#### [Work to complete]
Given the records below, would you repeat exactly the lines that begin at the one containing "Where can the pink" and end at the one containing "Where can the burr", inclusive?

*** Input material ***

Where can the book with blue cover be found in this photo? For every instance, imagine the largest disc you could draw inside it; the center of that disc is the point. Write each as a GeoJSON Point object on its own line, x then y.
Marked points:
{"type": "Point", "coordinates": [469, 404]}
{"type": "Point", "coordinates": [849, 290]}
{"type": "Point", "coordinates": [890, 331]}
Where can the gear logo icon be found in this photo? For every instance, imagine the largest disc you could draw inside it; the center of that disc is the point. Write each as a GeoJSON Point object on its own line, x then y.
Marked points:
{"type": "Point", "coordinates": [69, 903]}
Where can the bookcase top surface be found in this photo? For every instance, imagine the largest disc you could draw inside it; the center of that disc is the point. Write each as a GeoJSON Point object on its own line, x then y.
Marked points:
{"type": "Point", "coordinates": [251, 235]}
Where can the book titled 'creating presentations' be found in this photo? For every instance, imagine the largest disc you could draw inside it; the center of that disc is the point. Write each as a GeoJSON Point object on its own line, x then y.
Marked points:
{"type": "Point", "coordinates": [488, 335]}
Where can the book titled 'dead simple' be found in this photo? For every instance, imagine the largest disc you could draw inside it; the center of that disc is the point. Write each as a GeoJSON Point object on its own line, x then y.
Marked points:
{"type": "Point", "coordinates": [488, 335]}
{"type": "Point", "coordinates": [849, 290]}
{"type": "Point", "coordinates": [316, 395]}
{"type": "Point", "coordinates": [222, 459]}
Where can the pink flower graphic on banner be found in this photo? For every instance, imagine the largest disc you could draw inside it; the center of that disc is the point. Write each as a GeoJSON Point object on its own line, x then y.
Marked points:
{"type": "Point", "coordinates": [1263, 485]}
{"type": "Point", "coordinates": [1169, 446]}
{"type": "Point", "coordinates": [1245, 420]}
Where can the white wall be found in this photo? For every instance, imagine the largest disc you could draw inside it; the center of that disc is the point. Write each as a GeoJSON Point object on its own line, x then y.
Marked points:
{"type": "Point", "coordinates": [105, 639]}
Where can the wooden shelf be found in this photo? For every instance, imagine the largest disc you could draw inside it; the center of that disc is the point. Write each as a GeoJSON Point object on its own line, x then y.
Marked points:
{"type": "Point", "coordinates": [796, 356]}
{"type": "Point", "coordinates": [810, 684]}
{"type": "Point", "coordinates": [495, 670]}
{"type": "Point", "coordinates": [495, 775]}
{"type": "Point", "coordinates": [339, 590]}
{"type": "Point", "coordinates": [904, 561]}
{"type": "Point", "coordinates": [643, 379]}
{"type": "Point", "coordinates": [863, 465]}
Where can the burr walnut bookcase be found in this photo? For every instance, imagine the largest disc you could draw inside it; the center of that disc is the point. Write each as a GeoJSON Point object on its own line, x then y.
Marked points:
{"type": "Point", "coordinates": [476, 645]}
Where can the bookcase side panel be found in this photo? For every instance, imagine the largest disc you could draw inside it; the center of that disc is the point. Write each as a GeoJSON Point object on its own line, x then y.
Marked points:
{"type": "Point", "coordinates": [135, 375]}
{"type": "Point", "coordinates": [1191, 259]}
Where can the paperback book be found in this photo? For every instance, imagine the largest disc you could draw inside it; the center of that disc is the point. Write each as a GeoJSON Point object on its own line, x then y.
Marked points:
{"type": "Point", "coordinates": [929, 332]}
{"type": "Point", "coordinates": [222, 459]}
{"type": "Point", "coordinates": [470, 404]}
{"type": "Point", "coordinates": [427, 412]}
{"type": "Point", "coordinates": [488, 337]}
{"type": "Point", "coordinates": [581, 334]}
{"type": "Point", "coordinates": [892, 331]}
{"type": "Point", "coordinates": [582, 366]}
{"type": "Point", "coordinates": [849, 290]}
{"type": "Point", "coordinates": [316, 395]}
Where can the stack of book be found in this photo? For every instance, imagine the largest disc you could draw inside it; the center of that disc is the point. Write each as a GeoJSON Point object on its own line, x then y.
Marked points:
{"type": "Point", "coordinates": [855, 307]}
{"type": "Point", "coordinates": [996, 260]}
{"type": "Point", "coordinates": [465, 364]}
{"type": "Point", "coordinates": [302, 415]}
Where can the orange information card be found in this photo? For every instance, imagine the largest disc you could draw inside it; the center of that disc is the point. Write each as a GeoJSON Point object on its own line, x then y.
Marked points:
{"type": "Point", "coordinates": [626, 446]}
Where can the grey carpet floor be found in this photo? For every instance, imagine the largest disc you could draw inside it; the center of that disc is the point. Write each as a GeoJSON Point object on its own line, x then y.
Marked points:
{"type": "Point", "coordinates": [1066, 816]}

***

#### [Expected answer]
Where can the pink flower graphic on banner be found in this photo? For every instance, imagine the largest disc you could draw inside it; the center of that disc is the point. Write each as a GeoJSON Point object on its own line, x then y.
Marked points:
{"type": "Point", "coordinates": [1263, 485]}
{"type": "Point", "coordinates": [1169, 446]}
{"type": "Point", "coordinates": [1245, 420]}
Where can the white wall be found in this photo? For every instance, imagine the largest disc you could draw inside it; the center of that disc is the point. Write each as a GeoJSON Point object on its own line, x then y.
Marked points:
{"type": "Point", "coordinates": [105, 639]}
Where can the wooden shelf be found in this photo? For every instance, imagine the largest disc you could draw inside it; the center of that disc is the point. Write each as a GeoJSON Point object on its own line, x then y.
Marked points:
{"type": "Point", "coordinates": [796, 356]}
{"type": "Point", "coordinates": [810, 684]}
{"type": "Point", "coordinates": [495, 670]}
{"type": "Point", "coordinates": [495, 775]}
{"type": "Point", "coordinates": [339, 590]}
{"type": "Point", "coordinates": [904, 561]}
{"type": "Point", "coordinates": [643, 379]}
{"type": "Point", "coordinates": [863, 465]}
Where can the burr walnut bookcase be found in this photo? For every instance, imagine the largest disc you could draw inside it; the center of that disc is the point. Write each as a GeoJSON Point object on its own line, x then y.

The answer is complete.